_Document excerpt:_
But Collins says we must look for Atlantis in the place where Plato said it was all along: the Atlantic. In the Critias, he records that the island had a vast, irrigated plain that "stretched for three thousand stadia [552km] in one direction, and at its centre, for two thousand [368km] inland from the coast".

To the north, west and east were "mountain ranges" stretching to the shoreline, and the southern end of the plain was at sea level and housed the great capitol. Plato was thus describing an east-west oriented island, perhaps as little as 700km by 400km in size.

The great size attributed to Atlantis by Plato refers not to the "home" island, but to the extent of the empire over which the Kings of Atlantis held dominion. The Empire consisted of a series of islands that lay in front of the "opposite continent". But if the opposite continent was the Americas, and thus the series of islands referred to situated on the West Atlantic seaboard, then how could Plato, writing in 350 BC, know of their existence? After all, America was discovered by Christopher Columbus in 1492.

Yet there is evidence to suggest that there was transatlantic contact thousands of years before Columbus. In Paris in 1976, the mummy of Egyptian Pharaoh Ramses II was found to contain tobacco. The implications were clear; the tobacco plant, thought to have been introduced to the west by Sir Walter Raleigh was known in the Ancient World as early as 1200 BC.

In 1992, the German toxicologist Svetlana Balabanova examined mummies in the Munich Museum. Extensive evidence was found of high amounts of cocaine having been absorbed into the bodies. Cocaine is the active ingredient of the coca plant, native only to the Americas. Thus the possibility stands that coca leaves were being imported to Ancient Egypt via transoceanic contact with the Americas.

Also, in the eastern provinces of Mexico are great stone heads, each weighing several tonnes, positioned at the centres of the Olmec peoples who thrived between 1200 and 400 BC. They display Negroid features, suggesting the presence of black Africans in the American continent at this time. Other statues show Semitic features, suggesting contact with Mediterranean seafarers.

AND the evidence mounts. As a consequence of the submergence of Atlantis, Plato tells us "the outer ocean [the Atlantic] cannot be crossed or explored, the way being blocked by mud, just below the surface, left by the settling down of the island". This can only have been what we call the Sargasso Sea; the free floating seaweed stretching between the Azores and the Bahamas. The Bahamas are notorious for shallow banks and take their name from the Spanish "baja mar", meaning shallow sea.

It seems certain, concludes Collins, that Plato's Atlantis was on the western Atlantic seaboard, somewhere in the Caribbean. In the Timaeus, Plato tells us the island was situated within easy reach of other islands that acted like stepping stones for voyagers. Such a description matches the chains of the Caribbean. The idea that Atlantis may have been in the Caribbean is not new. In 1798, Italian scholar Paul Cabrera identified Atlantis with Hispaniola, or Haiti and the Dominican Republic as the land mass is now called. He thought so "not only on account of its position and magnitude exceeding all others, but also from its fertility and numerous navigable rivers".

_Given data:_
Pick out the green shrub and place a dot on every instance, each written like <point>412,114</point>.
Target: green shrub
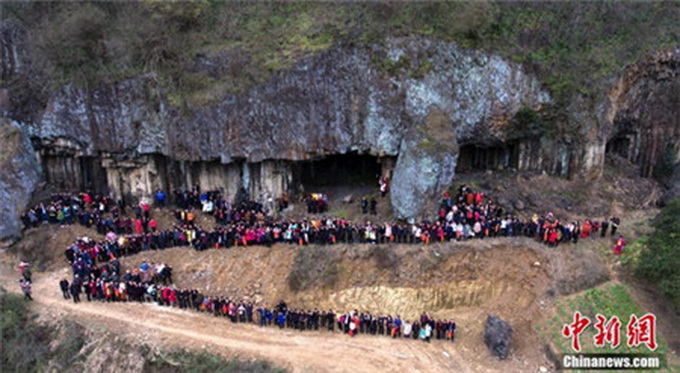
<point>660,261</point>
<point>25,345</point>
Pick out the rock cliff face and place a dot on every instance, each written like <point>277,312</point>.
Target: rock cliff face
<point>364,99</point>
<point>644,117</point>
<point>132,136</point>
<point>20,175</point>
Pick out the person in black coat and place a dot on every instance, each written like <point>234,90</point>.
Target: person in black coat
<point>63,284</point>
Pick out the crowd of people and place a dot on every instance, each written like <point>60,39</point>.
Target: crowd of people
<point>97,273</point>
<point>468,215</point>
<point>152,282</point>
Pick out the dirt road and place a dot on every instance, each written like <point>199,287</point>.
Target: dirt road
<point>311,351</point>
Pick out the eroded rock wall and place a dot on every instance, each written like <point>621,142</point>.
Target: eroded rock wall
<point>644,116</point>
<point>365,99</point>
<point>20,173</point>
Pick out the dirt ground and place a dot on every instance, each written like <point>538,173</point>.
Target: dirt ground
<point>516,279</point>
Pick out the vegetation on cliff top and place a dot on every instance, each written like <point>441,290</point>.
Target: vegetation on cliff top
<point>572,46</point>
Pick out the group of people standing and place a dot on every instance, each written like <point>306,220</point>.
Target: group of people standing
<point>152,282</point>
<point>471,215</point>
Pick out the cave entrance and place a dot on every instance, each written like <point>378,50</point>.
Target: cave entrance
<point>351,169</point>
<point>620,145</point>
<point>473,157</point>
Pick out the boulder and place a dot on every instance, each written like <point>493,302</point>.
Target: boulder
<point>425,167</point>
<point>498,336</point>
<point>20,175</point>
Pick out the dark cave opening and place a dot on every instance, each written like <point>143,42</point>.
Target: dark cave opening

_Parts of the exercise:_
1: Answer these about the Atlantis text:
(a) In which city was the mummy of Ramses II found to contain tobacco?
(b) What does the Spanish "baja mar" mean?
(c) Which island did Paul Cabrera identify with Atlantis?
2: Can you rewrite the Atlantis text from "The great size" to "as 1200 BC.", changing "Sir Walter Raleigh" to "Walter Raleigh"?
3: Which people does the Atlantis text name? List every one.
The records are separate material from the Atlantis text.

_Solved problems:_
1:
(a) Paris
(b) Shallow sea
(c) Hispaniola

2:
The great size attributed to Atlantis by Plato refers not to the "home" island, but to the extent of the empire over which the Kings of Atlantis held dominion. The Empire consisted of a series of islands that lay in front of the "opposite continent". But if the opposite continent was the Americas, and thus the series of islands referred to situated on the West Atlantic seaboard, then how could Plato, writing in 350 BC, know of their existence? After all, America was discovered by Christopher Columbus in 1492.

Yet there is evidence to suggest that there was transatlantic contact thousands of years before Columbus. In Paris in 1976, the mummy of Egyptian Pharaoh Ramses II was found to contain tobacco. The implications were clear; the tobacco plant, thought to have been introduced to the west by Walter Raleigh was known in the Ancient World as early as 1200 BC.

3:
Collins
Plato
Christopher Columbus
Ramses II
Sir Walter Raleigh
Svetlana Balabanova
Paul Cabrera